[Extracted records]
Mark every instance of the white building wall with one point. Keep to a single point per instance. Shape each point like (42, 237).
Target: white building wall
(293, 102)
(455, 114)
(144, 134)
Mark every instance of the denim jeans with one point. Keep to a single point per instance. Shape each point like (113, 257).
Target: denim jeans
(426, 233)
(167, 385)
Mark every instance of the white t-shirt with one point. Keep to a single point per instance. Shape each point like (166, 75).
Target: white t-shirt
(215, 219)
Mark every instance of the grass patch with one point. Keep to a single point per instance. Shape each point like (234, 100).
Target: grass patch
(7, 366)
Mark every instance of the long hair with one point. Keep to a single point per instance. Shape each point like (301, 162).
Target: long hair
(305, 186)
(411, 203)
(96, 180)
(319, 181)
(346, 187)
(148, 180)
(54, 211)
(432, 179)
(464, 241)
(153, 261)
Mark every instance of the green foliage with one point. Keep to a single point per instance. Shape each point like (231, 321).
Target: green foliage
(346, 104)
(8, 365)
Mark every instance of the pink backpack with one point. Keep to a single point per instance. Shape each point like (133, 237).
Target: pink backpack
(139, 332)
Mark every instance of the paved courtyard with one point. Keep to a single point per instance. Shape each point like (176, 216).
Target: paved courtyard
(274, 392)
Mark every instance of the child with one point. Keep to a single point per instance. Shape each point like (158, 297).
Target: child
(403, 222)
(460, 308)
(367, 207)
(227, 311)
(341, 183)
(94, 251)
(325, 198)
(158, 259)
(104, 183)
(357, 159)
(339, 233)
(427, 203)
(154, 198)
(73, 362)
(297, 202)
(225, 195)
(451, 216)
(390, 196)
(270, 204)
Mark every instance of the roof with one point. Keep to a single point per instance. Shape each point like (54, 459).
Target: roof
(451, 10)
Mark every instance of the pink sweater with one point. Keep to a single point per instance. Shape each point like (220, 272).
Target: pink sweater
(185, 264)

## TASK TO COMPLETE
Leave out every line before the one containing "Target: grass patch". Transcribe that line and all lines after it through the end of the data above, exactly.

## FINISHED TASK
Target: grass patch
(7, 366)
Mark every instance of the long hair with one point. Keep to a single point per instance. Shape each point like (301, 162).
Target: long hair
(305, 186)
(411, 203)
(96, 180)
(319, 181)
(346, 187)
(148, 180)
(54, 211)
(432, 179)
(464, 241)
(153, 261)
Mark every instance of the green foliage with one point. Keep to a single point per instance. Shape each point like (231, 321).
Target: green foliage
(346, 104)
(8, 365)
Mark every instance of the pink backpack with one point. Keep to a single point per instance. Shape each point like (133, 237).
Target: pink backpack
(139, 332)
Mark every instance of the paved courtyard with one point. Keep to a single point per instance. Shape each point like (176, 216).
Target: paved courtyard
(274, 392)
Mark every instance of the child with one point. Keep to a single point per instance. Shape each point like (158, 297).
Target: child
(403, 222)
(460, 308)
(367, 207)
(227, 311)
(341, 183)
(94, 251)
(325, 198)
(158, 259)
(104, 183)
(357, 159)
(339, 233)
(427, 203)
(154, 198)
(73, 362)
(297, 202)
(225, 195)
(451, 216)
(390, 196)
(270, 204)
Mark every instance of the roof with one point. Keep to a single point per instance. Shape each point like (54, 459).
Target: roof
(451, 10)
Mark every instance of the pink sweater with one point. Keep to a single point per instance. Shape each point like (220, 272).
Target: pink sweater
(185, 264)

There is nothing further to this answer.